Task details = Scan the records below. List lines holding "background".

::: Provided information

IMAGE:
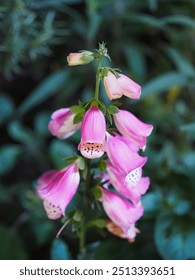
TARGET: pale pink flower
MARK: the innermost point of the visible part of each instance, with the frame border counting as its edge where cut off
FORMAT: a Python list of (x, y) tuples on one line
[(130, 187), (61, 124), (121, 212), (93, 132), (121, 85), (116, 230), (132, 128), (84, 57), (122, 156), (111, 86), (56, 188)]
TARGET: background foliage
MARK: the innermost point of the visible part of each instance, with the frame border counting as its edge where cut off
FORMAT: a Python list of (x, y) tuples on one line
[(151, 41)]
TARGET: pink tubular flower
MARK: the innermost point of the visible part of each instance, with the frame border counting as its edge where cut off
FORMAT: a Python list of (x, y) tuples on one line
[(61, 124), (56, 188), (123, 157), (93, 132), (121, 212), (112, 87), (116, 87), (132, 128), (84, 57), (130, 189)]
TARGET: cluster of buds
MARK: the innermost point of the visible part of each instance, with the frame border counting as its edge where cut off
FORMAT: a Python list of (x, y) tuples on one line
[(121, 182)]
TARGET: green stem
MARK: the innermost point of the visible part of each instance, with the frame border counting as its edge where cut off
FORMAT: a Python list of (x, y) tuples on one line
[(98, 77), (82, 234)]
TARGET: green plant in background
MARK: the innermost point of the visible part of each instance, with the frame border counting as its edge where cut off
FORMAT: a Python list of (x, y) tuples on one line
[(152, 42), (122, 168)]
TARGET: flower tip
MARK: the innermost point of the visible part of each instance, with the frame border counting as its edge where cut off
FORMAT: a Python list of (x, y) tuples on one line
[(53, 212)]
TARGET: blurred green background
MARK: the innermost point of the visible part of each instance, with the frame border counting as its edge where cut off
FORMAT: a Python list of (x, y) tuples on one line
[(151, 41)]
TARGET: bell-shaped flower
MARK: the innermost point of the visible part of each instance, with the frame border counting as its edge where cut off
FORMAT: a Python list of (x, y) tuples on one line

::::::

Exercise solution =
TARGET: background foliage
TARGET: green plant in background
TARGET: blurred green background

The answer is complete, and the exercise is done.